_Aim_
Please extract every line in the rows below that contains the word "white".

_Records for this exercise_

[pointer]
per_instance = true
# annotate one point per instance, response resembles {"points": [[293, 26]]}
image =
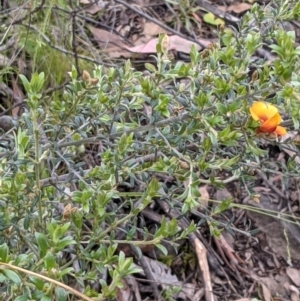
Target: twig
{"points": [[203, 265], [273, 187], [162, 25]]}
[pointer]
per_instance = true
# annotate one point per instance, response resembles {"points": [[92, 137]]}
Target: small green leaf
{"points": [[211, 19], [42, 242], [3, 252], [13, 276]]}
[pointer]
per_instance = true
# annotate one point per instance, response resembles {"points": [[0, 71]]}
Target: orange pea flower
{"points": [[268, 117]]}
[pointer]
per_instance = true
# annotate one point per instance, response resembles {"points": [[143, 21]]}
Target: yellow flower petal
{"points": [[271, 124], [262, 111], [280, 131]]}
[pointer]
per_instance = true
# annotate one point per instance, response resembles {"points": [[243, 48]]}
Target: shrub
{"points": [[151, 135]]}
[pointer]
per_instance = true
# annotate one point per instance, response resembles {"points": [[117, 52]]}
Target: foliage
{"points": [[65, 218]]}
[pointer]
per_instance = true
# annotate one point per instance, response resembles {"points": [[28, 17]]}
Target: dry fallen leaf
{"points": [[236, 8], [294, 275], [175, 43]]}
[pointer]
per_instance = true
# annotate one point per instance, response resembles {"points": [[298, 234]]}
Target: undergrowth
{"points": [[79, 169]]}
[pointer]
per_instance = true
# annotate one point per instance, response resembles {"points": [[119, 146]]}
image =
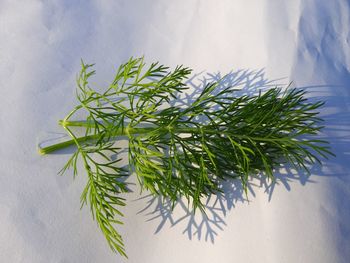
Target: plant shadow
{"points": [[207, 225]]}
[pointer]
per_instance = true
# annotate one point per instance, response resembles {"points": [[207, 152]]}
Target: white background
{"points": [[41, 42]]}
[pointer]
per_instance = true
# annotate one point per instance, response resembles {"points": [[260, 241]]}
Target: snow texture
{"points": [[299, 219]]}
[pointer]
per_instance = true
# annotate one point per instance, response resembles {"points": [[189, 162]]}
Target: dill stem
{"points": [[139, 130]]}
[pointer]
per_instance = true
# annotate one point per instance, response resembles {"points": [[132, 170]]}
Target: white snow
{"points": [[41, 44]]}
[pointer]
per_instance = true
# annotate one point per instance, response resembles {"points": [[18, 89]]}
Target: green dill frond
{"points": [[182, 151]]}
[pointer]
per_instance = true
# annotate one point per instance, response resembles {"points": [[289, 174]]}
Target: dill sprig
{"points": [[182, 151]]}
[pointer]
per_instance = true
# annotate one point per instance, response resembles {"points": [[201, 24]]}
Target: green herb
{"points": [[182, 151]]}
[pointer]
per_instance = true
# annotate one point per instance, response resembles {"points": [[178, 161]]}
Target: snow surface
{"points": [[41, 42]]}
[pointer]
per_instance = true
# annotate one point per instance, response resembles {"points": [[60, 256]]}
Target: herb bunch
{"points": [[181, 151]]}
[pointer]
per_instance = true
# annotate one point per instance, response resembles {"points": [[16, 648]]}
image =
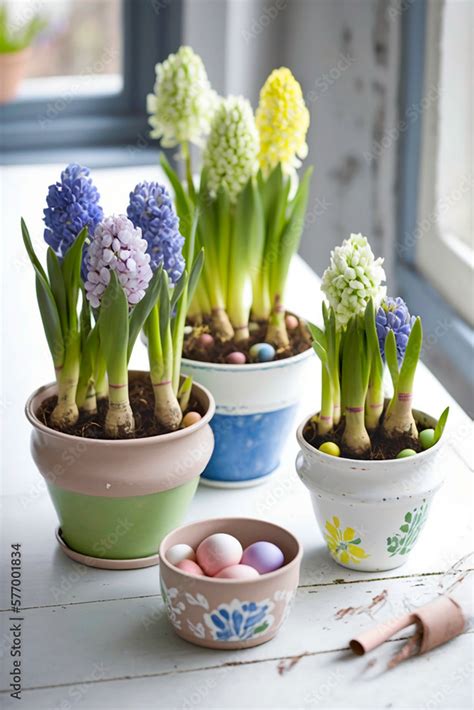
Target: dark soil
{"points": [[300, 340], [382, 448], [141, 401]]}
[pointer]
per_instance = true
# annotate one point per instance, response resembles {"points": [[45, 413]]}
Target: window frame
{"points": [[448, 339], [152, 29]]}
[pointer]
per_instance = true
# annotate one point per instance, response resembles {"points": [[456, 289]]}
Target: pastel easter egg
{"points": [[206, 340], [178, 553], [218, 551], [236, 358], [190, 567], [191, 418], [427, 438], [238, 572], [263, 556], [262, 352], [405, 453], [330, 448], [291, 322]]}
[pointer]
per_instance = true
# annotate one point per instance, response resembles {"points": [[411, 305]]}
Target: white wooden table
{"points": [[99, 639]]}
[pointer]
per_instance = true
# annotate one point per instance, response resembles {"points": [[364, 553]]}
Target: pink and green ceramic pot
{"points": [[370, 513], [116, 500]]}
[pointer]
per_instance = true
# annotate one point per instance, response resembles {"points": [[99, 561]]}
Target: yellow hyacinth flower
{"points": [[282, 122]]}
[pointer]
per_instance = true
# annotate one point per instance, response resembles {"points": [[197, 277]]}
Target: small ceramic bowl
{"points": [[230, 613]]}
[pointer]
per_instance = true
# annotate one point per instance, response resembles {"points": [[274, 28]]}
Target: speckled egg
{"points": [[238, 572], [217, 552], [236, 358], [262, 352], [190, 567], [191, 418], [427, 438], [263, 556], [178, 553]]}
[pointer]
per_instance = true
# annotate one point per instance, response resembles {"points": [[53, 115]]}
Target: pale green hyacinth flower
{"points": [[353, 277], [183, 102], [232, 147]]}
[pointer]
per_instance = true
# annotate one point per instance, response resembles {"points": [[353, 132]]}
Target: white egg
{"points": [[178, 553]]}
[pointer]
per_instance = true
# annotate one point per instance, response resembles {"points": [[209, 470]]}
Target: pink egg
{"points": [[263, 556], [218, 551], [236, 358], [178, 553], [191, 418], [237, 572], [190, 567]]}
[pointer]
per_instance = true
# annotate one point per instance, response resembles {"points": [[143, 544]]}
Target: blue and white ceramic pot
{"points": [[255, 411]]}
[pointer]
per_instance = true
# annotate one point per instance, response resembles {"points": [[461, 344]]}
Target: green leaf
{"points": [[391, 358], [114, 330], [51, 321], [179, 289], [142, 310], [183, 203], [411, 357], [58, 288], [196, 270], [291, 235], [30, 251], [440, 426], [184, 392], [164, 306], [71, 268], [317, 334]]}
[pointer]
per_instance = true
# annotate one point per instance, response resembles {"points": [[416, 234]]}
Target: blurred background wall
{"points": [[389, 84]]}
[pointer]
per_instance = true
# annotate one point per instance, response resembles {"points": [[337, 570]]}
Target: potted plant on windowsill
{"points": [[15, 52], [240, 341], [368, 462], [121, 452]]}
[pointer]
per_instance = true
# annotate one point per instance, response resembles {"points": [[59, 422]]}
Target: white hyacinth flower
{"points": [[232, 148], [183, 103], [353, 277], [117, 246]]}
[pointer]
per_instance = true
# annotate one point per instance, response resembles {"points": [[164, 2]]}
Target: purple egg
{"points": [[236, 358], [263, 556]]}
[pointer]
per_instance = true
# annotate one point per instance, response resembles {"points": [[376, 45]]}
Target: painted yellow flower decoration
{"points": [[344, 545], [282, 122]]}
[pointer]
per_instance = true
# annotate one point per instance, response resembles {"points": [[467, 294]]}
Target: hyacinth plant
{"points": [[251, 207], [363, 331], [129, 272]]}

...

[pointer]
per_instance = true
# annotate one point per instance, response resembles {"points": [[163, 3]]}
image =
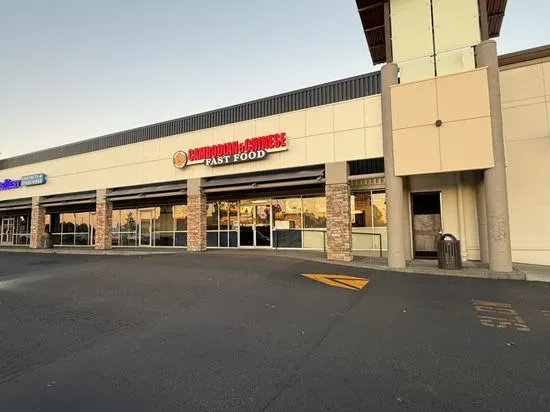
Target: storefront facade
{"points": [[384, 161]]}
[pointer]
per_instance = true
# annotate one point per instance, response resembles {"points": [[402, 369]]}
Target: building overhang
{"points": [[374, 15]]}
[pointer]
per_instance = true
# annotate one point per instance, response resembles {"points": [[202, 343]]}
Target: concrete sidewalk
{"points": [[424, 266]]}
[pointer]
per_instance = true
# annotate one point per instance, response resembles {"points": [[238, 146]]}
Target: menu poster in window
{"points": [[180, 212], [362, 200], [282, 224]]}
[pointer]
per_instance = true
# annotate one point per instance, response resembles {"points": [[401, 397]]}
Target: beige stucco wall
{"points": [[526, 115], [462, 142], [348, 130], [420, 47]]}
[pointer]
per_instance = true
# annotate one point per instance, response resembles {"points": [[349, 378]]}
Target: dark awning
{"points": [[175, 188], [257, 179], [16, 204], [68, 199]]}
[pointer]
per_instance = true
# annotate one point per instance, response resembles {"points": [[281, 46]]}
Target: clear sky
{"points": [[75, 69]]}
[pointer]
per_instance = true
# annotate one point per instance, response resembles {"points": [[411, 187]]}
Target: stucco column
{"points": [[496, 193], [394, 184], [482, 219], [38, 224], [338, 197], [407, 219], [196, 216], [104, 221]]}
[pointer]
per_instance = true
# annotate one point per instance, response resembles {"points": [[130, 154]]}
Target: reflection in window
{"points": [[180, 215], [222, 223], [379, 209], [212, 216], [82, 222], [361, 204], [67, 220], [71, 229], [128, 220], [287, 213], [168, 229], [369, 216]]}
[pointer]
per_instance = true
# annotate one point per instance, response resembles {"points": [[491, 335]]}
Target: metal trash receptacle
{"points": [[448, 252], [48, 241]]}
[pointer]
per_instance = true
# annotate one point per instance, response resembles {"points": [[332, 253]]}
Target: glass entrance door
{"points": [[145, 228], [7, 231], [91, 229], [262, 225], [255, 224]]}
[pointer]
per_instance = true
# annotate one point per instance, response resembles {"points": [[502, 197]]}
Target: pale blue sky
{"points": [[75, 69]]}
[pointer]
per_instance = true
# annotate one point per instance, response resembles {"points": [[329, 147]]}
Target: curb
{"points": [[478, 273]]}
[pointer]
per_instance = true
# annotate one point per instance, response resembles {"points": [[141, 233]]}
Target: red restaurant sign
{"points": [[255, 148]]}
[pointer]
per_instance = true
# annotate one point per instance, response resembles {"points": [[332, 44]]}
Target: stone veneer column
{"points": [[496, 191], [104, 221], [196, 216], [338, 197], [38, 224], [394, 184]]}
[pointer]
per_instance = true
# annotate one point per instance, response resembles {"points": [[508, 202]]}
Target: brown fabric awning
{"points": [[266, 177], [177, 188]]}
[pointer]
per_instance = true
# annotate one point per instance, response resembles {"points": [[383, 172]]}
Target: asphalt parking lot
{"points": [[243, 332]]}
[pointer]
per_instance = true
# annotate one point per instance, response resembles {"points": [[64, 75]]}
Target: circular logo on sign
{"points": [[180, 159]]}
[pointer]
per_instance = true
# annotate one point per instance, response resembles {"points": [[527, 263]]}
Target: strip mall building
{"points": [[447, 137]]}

_Task answer_
Target: white background
Target: white snow
Target: white wooden table
Target: white egg
Target: blue and white ceramic pot
Target: white hyacinth flower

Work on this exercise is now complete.